• **DATASET ROWS**
──────
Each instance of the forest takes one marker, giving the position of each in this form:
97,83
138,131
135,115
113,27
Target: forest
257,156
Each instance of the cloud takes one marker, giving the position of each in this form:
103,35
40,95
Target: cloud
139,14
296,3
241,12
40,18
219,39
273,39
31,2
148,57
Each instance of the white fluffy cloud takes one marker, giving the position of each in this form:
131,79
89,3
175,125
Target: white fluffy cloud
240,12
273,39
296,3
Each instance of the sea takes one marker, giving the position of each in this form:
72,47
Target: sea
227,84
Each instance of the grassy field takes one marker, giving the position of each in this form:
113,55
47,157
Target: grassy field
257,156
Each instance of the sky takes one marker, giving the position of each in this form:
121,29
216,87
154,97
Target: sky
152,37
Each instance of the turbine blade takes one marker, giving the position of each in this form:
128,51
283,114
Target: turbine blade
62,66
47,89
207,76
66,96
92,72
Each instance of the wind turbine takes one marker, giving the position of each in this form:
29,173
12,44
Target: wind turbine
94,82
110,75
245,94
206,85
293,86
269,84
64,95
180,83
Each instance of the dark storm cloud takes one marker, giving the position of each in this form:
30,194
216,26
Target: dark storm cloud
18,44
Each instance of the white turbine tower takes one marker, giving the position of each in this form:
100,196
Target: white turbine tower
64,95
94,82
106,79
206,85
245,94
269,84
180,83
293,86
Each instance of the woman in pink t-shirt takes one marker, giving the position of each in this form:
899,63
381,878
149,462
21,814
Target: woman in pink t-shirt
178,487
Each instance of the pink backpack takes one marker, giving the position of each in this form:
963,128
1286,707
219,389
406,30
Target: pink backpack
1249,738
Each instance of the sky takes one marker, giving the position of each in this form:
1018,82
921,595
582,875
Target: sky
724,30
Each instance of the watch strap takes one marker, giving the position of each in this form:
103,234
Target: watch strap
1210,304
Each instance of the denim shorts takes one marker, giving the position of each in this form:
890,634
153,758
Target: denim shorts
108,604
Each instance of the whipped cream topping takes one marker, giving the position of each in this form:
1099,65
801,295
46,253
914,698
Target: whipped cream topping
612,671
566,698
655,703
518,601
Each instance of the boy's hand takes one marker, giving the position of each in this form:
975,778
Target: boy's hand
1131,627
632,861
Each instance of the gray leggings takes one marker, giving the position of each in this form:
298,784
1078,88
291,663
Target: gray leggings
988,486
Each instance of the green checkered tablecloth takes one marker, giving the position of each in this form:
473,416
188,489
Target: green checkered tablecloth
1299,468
──────
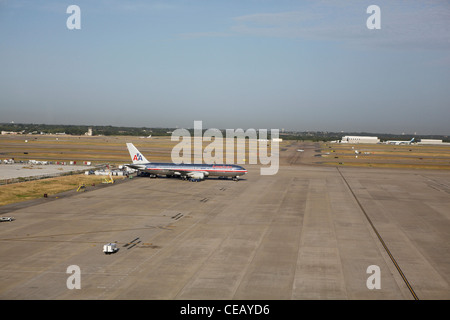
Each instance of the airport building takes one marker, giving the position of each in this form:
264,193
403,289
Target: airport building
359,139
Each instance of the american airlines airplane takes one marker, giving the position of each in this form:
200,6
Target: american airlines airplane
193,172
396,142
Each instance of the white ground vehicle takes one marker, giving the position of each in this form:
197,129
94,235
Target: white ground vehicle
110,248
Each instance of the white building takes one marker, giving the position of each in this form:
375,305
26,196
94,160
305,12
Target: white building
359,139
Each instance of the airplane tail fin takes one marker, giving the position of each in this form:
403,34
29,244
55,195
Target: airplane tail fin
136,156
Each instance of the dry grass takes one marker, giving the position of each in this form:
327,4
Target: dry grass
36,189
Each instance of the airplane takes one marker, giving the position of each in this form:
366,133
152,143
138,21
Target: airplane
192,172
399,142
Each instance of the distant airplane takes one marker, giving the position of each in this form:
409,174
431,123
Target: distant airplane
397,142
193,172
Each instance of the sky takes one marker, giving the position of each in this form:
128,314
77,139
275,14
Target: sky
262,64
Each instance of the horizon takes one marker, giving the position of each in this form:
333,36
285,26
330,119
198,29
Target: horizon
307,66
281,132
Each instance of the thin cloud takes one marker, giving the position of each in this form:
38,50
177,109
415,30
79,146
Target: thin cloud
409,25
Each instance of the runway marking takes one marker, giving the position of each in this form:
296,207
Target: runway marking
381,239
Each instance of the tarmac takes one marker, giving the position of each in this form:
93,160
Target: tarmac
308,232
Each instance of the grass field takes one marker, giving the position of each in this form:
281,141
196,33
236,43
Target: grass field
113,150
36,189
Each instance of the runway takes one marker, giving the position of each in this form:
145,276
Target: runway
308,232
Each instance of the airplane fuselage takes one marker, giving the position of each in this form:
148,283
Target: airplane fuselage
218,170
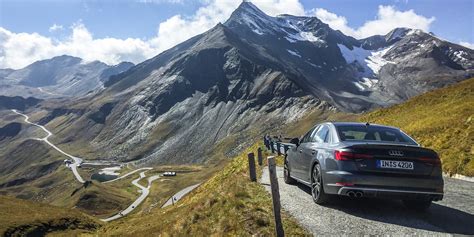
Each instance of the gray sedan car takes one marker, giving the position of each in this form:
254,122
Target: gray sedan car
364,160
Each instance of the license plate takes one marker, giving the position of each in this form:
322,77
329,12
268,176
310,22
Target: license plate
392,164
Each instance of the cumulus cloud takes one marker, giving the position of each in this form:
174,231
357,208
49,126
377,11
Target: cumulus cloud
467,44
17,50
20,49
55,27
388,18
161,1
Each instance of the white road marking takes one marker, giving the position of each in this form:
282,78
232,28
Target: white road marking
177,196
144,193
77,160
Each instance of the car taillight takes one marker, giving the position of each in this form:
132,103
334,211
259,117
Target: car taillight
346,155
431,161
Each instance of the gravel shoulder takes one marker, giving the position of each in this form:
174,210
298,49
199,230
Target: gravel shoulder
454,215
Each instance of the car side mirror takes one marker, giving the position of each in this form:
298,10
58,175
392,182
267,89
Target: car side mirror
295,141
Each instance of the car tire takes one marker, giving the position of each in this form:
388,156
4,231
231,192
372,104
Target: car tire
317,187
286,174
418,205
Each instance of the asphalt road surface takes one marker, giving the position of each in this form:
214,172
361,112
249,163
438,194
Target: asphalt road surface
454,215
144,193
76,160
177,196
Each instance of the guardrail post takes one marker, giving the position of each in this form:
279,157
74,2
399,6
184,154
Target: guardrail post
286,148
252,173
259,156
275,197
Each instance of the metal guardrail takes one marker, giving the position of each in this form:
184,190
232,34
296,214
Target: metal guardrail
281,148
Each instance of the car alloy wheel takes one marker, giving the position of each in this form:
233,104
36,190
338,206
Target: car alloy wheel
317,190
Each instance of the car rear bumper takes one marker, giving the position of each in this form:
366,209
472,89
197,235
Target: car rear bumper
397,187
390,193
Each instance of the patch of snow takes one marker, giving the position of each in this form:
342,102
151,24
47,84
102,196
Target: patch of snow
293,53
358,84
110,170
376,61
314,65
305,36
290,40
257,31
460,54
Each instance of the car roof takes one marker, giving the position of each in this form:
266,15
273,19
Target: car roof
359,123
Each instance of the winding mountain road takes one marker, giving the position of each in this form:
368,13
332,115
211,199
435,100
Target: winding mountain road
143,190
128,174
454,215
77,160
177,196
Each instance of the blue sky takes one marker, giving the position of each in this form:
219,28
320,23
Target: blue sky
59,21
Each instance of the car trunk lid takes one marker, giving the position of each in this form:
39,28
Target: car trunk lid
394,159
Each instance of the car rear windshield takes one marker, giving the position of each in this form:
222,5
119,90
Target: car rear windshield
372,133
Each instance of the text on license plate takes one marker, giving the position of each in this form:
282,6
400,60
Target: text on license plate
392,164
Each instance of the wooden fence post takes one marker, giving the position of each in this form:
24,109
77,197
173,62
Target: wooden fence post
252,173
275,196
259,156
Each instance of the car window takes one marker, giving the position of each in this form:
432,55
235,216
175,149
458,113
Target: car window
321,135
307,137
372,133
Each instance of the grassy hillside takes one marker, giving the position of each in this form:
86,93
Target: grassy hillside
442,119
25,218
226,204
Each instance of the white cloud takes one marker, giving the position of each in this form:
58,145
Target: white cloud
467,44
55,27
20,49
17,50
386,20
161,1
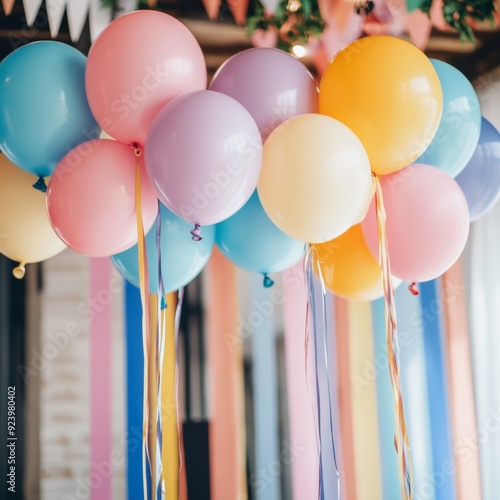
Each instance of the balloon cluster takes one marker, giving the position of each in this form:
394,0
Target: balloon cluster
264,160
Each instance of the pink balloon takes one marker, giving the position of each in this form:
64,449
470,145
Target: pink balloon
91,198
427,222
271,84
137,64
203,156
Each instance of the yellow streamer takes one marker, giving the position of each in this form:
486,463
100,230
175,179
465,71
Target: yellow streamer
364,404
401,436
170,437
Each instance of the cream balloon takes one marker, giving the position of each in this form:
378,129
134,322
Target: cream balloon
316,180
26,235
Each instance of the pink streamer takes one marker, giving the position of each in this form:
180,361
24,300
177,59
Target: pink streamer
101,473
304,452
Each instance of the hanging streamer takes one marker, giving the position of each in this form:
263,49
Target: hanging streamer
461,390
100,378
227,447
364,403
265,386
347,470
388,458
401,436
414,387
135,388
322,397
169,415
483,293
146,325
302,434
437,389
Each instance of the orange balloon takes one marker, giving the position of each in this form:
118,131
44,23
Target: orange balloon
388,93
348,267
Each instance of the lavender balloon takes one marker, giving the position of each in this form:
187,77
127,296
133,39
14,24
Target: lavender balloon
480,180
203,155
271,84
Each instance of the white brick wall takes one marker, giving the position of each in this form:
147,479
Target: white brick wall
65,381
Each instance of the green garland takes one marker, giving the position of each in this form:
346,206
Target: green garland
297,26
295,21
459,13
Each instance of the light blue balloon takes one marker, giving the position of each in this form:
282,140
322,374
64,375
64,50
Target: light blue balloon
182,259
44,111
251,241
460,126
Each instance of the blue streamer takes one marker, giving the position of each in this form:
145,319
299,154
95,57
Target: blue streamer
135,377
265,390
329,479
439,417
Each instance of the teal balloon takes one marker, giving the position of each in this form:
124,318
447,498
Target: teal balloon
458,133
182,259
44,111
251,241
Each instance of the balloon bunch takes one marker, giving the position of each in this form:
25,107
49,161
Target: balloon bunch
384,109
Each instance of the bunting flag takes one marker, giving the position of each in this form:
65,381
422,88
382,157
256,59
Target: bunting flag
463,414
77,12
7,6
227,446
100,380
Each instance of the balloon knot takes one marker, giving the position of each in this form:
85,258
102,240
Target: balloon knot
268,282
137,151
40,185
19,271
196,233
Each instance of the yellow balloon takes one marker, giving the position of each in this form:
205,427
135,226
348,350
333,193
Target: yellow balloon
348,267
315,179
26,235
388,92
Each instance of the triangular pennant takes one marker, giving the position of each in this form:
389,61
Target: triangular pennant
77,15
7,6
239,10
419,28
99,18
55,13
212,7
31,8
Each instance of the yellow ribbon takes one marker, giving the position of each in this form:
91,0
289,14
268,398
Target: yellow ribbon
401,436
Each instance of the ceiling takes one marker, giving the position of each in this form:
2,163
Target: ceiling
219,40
──────
• **TASK INSTRUCTIONS**
Which lines in the records contain the word "tower"? Extract each of those lines in full, and treat uppercase and lowercase as different.

• **RESULT FOR THIS TASK**
Each instance of the white turbine tower takes one marker, giving the position of each in this form:
Target: white turbine tower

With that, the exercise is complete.